Count the lines in the items below that contain the word "leaf", and reply with that number alone.

>> Start Records for the task

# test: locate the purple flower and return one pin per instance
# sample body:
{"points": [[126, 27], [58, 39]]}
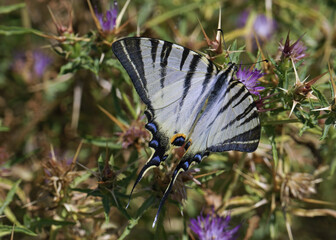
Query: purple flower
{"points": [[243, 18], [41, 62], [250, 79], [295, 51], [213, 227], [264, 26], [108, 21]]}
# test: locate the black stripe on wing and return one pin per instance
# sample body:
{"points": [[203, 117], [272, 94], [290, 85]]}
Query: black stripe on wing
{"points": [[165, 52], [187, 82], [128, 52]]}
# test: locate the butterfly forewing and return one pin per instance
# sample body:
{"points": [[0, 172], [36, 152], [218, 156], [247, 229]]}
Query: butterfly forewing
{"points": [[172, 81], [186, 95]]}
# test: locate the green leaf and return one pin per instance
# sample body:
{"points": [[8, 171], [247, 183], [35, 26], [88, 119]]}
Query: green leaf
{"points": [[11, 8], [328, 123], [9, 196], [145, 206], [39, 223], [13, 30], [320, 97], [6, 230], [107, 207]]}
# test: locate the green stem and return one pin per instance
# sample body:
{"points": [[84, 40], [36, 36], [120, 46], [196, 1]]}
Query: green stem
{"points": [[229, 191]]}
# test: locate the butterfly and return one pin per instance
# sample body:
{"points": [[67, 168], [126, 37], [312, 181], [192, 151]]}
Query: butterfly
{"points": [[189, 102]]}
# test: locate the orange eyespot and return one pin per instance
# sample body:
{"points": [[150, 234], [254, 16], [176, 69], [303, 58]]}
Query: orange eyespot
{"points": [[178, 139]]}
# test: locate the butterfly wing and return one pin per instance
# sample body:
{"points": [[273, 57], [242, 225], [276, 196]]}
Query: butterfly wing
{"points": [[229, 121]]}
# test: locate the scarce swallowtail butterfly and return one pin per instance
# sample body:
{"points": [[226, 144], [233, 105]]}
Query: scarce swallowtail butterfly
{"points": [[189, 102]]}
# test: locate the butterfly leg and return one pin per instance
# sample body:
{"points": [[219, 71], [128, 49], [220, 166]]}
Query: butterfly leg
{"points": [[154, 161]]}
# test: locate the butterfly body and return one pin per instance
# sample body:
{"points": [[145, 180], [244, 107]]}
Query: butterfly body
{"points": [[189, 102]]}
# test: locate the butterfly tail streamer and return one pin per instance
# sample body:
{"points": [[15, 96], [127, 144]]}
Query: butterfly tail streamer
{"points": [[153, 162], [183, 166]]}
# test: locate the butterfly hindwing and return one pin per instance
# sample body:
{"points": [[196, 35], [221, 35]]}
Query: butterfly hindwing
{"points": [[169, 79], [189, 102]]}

>> End Records for the task
>> Start Records for the task

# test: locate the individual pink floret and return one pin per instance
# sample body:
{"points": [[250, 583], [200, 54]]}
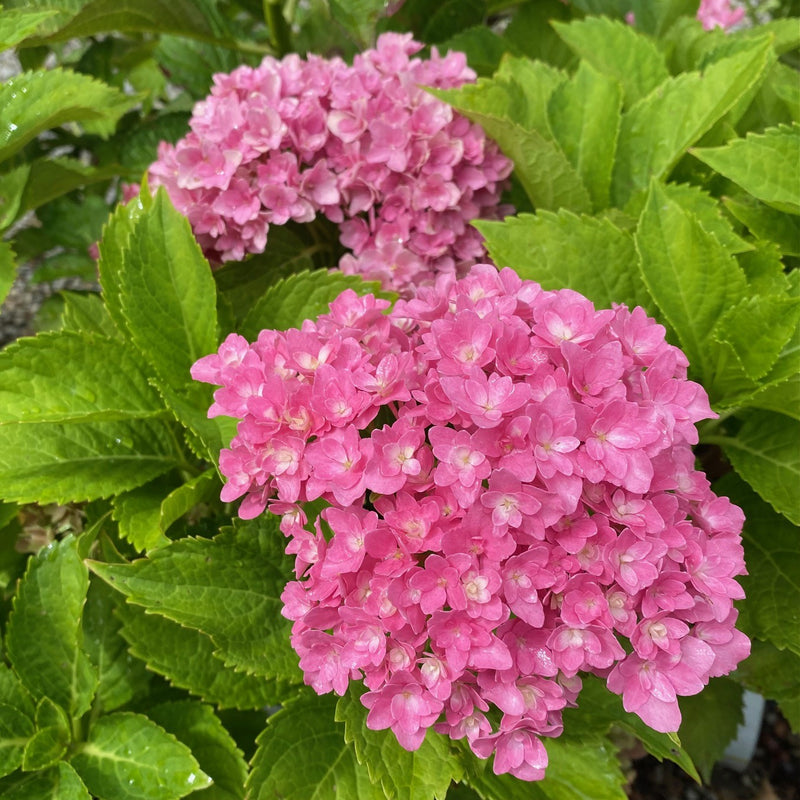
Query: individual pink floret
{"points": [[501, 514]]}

>> End Records for the task

## [Finished answer]
2